DATASET:

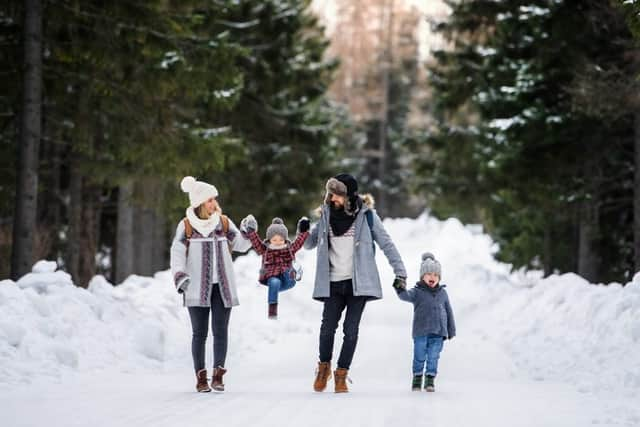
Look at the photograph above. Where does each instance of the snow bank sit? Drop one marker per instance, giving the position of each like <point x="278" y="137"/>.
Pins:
<point x="49" y="327"/>
<point x="560" y="328"/>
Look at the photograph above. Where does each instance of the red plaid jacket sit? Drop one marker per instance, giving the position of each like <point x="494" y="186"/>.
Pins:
<point x="275" y="261"/>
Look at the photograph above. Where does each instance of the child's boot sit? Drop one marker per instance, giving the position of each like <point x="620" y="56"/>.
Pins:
<point x="273" y="311"/>
<point x="216" y="378"/>
<point x="201" y="384"/>
<point x="429" y="384"/>
<point x="416" y="384"/>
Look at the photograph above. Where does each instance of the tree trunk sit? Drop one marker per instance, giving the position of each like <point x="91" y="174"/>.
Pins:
<point x="160" y="243"/>
<point x="89" y="234"/>
<point x="124" y="257"/>
<point x="24" y="220"/>
<point x="588" y="231"/>
<point x="145" y="229"/>
<point x="636" y="195"/>
<point x="547" y="255"/>
<point x="75" y="220"/>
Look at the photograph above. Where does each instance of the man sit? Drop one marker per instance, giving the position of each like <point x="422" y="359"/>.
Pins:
<point x="346" y="273"/>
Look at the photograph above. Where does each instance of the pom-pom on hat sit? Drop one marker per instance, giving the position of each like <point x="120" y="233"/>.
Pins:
<point x="430" y="265"/>
<point x="277" y="227"/>
<point x="199" y="191"/>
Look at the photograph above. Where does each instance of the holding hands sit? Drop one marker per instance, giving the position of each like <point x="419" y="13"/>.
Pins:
<point x="248" y="224"/>
<point x="184" y="286"/>
<point x="400" y="283"/>
<point x="303" y="224"/>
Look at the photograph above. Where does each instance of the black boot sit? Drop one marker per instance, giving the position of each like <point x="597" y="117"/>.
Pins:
<point x="416" y="384"/>
<point x="429" y="384"/>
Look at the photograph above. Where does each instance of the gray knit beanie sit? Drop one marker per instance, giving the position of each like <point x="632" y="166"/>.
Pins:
<point x="429" y="265"/>
<point x="277" y="227"/>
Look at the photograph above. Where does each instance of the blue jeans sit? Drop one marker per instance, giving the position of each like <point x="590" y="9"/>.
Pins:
<point x="219" y="329"/>
<point x="427" y="348"/>
<point x="280" y="283"/>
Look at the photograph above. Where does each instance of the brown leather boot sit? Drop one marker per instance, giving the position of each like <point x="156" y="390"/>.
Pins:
<point x="216" y="378"/>
<point x="201" y="385"/>
<point x="273" y="311"/>
<point x="340" y="376"/>
<point x="323" y="373"/>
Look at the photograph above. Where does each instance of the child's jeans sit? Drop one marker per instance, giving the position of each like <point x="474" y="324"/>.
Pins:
<point x="280" y="283"/>
<point x="427" y="348"/>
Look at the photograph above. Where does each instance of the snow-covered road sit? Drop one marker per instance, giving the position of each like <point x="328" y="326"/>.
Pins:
<point x="132" y="364"/>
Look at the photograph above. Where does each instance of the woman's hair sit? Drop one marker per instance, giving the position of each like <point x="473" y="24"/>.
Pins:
<point x="201" y="212"/>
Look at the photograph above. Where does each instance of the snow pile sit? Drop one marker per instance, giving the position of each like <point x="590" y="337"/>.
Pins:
<point x="557" y="329"/>
<point x="48" y="326"/>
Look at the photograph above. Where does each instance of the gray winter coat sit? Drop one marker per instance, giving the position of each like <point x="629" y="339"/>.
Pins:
<point x="366" y="280"/>
<point x="432" y="312"/>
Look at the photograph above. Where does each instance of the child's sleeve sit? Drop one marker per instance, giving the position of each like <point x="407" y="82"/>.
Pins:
<point x="312" y="240"/>
<point x="451" y="323"/>
<point x="239" y="243"/>
<point x="300" y="239"/>
<point x="257" y="244"/>
<point x="178" y="257"/>
<point x="406" y="295"/>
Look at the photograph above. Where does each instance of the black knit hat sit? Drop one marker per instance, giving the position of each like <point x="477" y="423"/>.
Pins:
<point x="350" y="182"/>
<point x="344" y="185"/>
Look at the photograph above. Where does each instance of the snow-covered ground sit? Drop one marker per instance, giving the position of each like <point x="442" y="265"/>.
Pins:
<point x="529" y="352"/>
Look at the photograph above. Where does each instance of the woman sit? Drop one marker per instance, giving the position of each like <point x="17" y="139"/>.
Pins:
<point x="202" y="269"/>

WRITTEN INSTRUCTION: Return every item above line for line, without changes, and leave out the pictures.

EXPECTED OUTPUT:
Look at the photograph above. Where does each instance of the snow bank sit? Drop one marker per instance, giving the position of each like <point x="278" y="137"/>.
Pins:
<point x="49" y="327"/>
<point x="560" y="328"/>
Look at the photograph above. Where does each instance of the red plaid jacket sit? Drop one marker per instance, giving the position of each like <point x="494" y="186"/>.
Pins:
<point x="275" y="261"/>
Look at the photograph above. Where does each instance of the child's boot sit? Drop one marker per instance, giving the position of each like <point x="620" y="56"/>.
Pins:
<point x="273" y="311"/>
<point x="216" y="378"/>
<point x="201" y="384"/>
<point x="429" y="384"/>
<point x="416" y="384"/>
Look at the photograph above. Where does each instance of the tree trunk sit? Drop one marker per instance, giving the position of each like <point x="91" y="174"/>.
Pins:
<point x="160" y="243"/>
<point x="89" y="234"/>
<point x="124" y="257"/>
<point x="24" y="220"/>
<point x="588" y="231"/>
<point x="145" y="229"/>
<point x="636" y="195"/>
<point x="547" y="255"/>
<point x="75" y="220"/>
Look at the photograph above. Where does each instance of the man sit? Drop one marker per instance, giving the position of each like <point x="422" y="359"/>.
Pins:
<point x="346" y="273"/>
Look at the photograph above. Where does each instance of the pom-pom on hat sit? Drop one marker per instance, giving the position of each like <point x="120" y="233"/>.
Pins:
<point x="430" y="265"/>
<point x="277" y="227"/>
<point x="199" y="191"/>
Look at the photograph above. Where does each instance of the holding hands sit? Drop one marker per instance, giving the position of each like <point x="419" y="13"/>.
Pins:
<point x="248" y="224"/>
<point x="184" y="286"/>
<point x="400" y="283"/>
<point x="303" y="224"/>
Look at the photograph above. Where does each instance of the black boot sit? Drop one marker per instance, giving the position of each like <point x="597" y="117"/>.
Pins:
<point x="416" y="384"/>
<point x="429" y="384"/>
Look at the photograph above. Where does each instance of the gray knit beanie sit? Drop one marker per instance, giving the position of each like <point x="632" y="166"/>.
Pins:
<point x="429" y="265"/>
<point x="277" y="227"/>
Look at the photograph above. Where does each instance of the blue jeans sit? Drop one marker per instance, giving the position of each like <point x="590" y="9"/>.
Pins:
<point x="219" y="329"/>
<point x="427" y="348"/>
<point x="280" y="283"/>
Look at the photograph above. Where does each instance of the brown leather boot sit? Drop one marker per instance, giving the position of each like <point x="156" y="390"/>.
Pins:
<point x="216" y="378"/>
<point x="201" y="385"/>
<point x="273" y="311"/>
<point x="340" y="376"/>
<point x="323" y="373"/>
Look at the photograph above. Where does each instance of the child's jeans sit? Drop one marker per instance, giving the position of each like <point x="474" y="324"/>.
Pins:
<point x="280" y="283"/>
<point x="427" y="348"/>
Look at the photograph above. Where does each instance of the snow-covered road sit? Drop one marker per instance, giving the position of each like <point x="328" y="326"/>.
Pins:
<point x="132" y="364"/>
Look at the photograph above. Where does each instance of the woman's hair sit? Drop one marker per instance, giving the position of each like <point x="473" y="24"/>.
Pins:
<point x="201" y="212"/>
Look at the photograph above. Where does each instance of the snow pile sit? Drop one marker per instance, giving the position of each like <point x="590" y="337"/>.
Pins:
<point x="557" y="329"/>
<point x="48" y="326"/>
Look at the photograph above. Where does each instance of the gray winter coat sit? Drop one marker per instance, giving the position of each like <point x="629" y="339"/>.
Pins:
<point x="366" y="280"/>
<point x="432" y="312"/>
Look at the photograph above. Where does each instance of the child's sleeve sit? Drop one marker per instance, giving the position of each like <point x="407" y="82"/>.
Pins:
<point x="312" y="240"/>
<point x="451" y="323"/>
<point x="239" y="243"/>
<point x="300" y="239"/>
<point x="257" y="244"/>
<point x="178" y="257"/>
<point x="406" y="295"/>
Look at the photograph above. Where does each instance of the black knit hat sit? Drop one marker per instance, giving the position of each like <point x="477" y="423"/>.
Pins:
<point x="350" y="182"/>
<point x="344" y="185"/>
Look at the photograph above. Where does each instance of the snow-covered ground sit? Drop one marker per instance, giving the position of each like <point x="442" y="265"/>.
Pins:
<point x="529" y="352"/>
Look at the photograph above. Where does each instance of the woman sit? Drop one marker per instance, giving the position of each like <point x="17" y="139"/>.
Pins:
<point x="202" y="269"/>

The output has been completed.